Report how many lines in the rows below contain the string "wheat", matching case exactly, and reply with the number alone.

**Entries:**

◇ ◇ ◇ ◇ ◇

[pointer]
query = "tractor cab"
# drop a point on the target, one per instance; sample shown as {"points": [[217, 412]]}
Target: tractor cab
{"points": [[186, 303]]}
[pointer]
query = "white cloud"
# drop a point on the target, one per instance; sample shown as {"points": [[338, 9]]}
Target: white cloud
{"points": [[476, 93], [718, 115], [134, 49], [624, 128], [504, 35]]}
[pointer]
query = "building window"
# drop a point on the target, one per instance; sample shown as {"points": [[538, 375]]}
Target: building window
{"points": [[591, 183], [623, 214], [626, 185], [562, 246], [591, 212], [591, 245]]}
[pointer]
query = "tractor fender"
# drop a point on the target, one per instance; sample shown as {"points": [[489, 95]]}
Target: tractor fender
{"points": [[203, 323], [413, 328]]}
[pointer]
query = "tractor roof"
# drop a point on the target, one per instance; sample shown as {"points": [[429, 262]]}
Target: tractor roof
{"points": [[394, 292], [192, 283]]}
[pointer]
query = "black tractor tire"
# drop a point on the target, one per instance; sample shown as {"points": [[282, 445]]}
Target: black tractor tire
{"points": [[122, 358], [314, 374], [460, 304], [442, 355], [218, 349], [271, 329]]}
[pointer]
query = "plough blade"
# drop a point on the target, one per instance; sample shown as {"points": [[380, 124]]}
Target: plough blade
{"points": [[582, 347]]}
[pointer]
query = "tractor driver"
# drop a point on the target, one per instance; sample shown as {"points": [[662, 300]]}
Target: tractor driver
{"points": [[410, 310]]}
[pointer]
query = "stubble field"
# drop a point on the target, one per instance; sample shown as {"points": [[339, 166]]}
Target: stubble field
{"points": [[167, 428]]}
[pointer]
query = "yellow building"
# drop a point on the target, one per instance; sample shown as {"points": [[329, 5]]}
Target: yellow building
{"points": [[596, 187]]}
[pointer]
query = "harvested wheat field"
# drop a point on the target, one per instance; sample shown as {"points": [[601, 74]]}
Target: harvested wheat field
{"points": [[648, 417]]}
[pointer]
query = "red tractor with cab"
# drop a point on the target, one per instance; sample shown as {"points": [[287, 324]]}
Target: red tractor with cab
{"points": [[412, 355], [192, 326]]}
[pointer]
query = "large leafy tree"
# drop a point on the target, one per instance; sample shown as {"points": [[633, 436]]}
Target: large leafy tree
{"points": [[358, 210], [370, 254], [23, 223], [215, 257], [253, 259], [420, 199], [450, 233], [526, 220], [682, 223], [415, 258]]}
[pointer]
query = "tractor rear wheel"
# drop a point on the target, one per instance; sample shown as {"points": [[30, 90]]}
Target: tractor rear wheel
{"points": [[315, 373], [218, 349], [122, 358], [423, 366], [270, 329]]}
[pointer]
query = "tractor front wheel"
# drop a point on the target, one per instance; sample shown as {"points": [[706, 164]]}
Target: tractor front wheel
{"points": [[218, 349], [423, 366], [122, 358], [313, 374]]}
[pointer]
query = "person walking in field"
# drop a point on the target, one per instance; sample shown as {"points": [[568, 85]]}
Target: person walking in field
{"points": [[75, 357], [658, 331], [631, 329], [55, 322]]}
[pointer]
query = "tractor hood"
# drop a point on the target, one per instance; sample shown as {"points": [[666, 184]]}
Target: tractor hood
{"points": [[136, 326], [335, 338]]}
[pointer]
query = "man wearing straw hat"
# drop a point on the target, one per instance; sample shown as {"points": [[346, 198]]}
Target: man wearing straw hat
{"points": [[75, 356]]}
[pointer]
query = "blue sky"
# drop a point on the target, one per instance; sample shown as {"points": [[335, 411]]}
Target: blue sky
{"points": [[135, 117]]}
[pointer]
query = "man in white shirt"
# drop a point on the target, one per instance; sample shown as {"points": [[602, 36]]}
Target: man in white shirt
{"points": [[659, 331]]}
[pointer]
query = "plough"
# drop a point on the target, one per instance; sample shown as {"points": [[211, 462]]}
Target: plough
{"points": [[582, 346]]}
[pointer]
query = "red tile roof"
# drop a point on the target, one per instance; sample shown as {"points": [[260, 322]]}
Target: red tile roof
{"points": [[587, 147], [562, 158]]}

◇ ◇ ◇ ◇ ◇

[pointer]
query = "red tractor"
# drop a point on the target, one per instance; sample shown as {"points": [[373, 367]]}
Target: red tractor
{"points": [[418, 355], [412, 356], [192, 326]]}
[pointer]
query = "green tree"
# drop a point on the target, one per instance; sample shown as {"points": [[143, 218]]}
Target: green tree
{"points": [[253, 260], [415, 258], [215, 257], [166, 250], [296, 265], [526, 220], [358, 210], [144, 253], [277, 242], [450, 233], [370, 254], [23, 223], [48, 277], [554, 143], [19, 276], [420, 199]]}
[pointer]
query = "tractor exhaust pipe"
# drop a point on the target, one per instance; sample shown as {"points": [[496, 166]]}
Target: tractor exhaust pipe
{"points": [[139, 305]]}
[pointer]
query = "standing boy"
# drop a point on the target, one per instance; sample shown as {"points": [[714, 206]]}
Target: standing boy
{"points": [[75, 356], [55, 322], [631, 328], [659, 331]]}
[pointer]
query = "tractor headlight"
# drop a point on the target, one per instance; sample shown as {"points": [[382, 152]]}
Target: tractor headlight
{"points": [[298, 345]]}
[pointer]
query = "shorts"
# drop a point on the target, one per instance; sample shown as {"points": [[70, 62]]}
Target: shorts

◇ ◇ ◇ ◇ ◇

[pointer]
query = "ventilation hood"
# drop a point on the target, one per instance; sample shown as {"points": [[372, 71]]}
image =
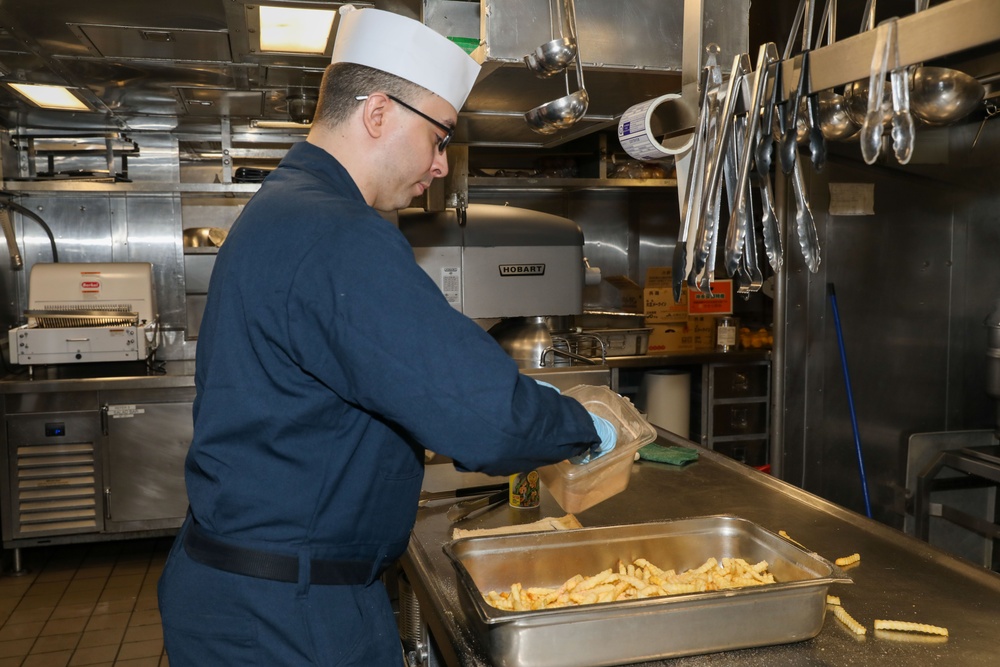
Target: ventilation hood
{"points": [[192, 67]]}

◇ ◇ ◇ ◇ ◇

**Result of this exercise:**
2